SHORT PROBLEM
State how many lines of the rows below contain the string "train". Give only the number.

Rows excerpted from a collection
╔══

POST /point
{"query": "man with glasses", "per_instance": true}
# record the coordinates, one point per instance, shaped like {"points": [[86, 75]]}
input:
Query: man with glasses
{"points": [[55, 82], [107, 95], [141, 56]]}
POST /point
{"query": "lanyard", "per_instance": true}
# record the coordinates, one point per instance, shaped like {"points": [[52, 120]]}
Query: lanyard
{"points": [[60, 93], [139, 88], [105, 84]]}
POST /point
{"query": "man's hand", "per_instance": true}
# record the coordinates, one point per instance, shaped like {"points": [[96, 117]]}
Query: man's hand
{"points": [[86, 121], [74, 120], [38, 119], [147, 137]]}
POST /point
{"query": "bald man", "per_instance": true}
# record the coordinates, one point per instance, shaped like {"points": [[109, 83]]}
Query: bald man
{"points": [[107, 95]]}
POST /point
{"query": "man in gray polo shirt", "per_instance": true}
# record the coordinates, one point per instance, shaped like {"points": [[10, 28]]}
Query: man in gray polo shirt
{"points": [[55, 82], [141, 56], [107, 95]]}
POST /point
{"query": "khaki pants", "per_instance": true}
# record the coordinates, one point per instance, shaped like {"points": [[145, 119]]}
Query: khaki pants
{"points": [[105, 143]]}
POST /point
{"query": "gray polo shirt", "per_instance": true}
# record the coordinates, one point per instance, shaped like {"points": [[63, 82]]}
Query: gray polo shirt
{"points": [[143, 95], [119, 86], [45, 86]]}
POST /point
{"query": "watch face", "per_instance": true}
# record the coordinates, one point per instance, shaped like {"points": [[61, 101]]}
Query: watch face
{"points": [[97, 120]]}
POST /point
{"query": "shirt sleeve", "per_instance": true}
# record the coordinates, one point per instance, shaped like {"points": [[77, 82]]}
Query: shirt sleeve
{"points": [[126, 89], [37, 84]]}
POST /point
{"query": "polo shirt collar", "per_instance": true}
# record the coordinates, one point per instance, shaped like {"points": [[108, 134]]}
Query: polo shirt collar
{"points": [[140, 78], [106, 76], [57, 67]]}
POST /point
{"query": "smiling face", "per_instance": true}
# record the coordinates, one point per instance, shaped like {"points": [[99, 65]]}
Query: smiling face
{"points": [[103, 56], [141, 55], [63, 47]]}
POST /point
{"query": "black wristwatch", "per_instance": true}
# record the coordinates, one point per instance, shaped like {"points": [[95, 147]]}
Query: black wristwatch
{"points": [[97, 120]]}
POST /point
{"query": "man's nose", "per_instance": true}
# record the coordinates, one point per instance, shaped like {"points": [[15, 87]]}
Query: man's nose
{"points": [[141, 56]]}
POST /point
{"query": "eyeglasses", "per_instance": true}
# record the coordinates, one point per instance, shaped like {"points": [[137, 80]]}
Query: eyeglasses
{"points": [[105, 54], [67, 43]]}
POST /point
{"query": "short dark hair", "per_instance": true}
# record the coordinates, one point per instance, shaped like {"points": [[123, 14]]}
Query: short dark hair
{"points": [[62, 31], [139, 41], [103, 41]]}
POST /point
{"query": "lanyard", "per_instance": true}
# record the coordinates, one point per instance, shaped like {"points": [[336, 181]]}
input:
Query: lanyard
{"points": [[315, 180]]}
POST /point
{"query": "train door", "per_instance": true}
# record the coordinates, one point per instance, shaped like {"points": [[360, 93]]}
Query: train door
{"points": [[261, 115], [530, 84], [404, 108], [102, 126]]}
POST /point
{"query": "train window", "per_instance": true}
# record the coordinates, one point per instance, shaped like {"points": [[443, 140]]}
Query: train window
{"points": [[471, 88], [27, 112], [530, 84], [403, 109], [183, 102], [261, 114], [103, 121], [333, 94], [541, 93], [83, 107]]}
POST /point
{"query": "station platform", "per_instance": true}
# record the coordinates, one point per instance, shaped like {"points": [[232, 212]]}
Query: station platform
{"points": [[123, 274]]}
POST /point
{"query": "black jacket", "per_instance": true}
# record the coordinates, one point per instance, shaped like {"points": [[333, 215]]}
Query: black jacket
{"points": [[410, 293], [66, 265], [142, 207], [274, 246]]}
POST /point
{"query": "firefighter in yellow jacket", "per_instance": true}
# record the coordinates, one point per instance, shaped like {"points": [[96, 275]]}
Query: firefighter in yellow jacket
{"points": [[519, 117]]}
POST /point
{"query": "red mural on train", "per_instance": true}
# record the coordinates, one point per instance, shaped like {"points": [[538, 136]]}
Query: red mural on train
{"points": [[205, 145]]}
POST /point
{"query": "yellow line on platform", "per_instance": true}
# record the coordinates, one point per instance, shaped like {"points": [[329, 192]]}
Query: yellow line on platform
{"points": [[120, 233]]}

╚══

SOLUTION TO THIS EXERCISE
6